- INFORMATION PROVIDED:
○ ○ ○ ○ ○ ○ ○
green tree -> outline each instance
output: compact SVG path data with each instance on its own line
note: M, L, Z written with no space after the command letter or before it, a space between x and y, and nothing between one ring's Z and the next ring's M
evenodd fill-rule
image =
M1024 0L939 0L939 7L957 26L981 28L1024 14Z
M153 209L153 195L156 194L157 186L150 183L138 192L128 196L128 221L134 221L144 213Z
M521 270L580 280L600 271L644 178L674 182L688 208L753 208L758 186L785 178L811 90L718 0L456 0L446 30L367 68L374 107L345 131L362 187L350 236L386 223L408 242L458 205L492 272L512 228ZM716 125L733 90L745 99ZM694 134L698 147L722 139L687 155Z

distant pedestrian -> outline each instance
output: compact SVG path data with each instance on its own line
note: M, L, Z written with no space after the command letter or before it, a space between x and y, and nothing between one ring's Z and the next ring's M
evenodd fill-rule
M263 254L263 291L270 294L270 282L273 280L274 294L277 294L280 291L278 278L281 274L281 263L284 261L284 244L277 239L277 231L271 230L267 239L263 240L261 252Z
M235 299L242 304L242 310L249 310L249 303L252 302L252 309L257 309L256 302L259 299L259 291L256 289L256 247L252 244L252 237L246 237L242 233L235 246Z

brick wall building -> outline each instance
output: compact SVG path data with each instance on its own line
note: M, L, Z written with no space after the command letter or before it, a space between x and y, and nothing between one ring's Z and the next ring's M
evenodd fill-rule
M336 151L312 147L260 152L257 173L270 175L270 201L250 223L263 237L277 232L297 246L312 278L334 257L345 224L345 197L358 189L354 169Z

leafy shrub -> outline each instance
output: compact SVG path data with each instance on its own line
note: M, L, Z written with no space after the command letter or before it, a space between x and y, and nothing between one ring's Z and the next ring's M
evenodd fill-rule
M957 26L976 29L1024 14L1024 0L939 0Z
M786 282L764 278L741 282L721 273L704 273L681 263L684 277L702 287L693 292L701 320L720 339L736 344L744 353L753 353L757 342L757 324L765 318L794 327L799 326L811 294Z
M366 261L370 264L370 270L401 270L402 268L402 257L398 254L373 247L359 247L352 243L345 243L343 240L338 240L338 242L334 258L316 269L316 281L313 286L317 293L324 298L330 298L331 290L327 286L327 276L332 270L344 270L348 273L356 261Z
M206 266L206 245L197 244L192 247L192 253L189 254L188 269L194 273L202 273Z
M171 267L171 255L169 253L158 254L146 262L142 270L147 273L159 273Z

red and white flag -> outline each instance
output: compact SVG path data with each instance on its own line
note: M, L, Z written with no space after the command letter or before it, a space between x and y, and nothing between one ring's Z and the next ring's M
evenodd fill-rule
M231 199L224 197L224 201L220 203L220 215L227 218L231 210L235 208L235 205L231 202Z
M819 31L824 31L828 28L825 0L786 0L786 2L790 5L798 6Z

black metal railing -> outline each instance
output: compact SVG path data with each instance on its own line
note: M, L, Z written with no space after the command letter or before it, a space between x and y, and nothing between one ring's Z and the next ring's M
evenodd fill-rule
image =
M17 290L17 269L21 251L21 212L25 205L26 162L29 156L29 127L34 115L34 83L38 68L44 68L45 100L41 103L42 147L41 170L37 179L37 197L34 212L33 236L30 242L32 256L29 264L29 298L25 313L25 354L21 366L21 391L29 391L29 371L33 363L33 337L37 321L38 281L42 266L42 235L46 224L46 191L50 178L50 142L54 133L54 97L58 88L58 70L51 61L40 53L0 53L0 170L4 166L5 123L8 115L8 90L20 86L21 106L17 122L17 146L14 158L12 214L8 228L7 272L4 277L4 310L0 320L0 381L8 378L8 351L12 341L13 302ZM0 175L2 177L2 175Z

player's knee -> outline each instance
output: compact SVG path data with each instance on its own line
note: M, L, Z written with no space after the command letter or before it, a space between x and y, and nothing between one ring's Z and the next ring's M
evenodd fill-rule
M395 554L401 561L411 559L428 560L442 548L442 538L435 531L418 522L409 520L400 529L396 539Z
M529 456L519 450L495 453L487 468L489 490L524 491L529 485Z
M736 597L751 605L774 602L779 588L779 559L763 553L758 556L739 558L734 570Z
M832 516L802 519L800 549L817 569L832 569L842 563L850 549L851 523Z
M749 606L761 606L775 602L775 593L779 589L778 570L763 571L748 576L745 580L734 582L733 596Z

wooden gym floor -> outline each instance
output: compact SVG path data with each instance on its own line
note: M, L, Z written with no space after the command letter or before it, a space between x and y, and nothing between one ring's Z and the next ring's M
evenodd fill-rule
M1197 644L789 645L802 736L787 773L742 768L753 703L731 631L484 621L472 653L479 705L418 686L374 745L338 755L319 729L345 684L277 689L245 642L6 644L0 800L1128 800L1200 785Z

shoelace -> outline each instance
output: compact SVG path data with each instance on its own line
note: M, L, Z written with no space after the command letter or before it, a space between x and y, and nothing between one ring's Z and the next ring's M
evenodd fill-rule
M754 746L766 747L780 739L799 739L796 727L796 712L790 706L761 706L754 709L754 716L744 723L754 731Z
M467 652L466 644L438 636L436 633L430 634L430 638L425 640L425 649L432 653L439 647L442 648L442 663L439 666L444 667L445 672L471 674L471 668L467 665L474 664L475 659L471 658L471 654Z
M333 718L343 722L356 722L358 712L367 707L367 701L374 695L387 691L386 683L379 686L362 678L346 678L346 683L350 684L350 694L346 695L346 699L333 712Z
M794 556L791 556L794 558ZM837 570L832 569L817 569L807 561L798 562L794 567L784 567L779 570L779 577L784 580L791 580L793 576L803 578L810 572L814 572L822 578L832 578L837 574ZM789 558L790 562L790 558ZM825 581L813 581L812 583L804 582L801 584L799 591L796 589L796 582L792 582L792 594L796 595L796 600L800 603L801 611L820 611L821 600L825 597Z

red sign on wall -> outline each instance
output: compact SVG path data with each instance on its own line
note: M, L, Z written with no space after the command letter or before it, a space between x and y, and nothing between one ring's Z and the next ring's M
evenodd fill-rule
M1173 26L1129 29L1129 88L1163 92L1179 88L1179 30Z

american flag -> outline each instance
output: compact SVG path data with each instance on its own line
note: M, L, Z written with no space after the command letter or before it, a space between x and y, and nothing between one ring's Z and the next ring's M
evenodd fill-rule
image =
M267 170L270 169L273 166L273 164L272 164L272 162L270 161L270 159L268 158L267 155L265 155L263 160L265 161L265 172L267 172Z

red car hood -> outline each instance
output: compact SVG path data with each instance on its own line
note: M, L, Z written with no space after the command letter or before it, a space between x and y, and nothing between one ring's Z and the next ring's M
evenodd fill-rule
○ ○ ○ ○ ○ ○ ○
- REQUIRED WORK:
State how many lines above contain the string "flag", with no other words.

- EXERCISE SOLUTION:
2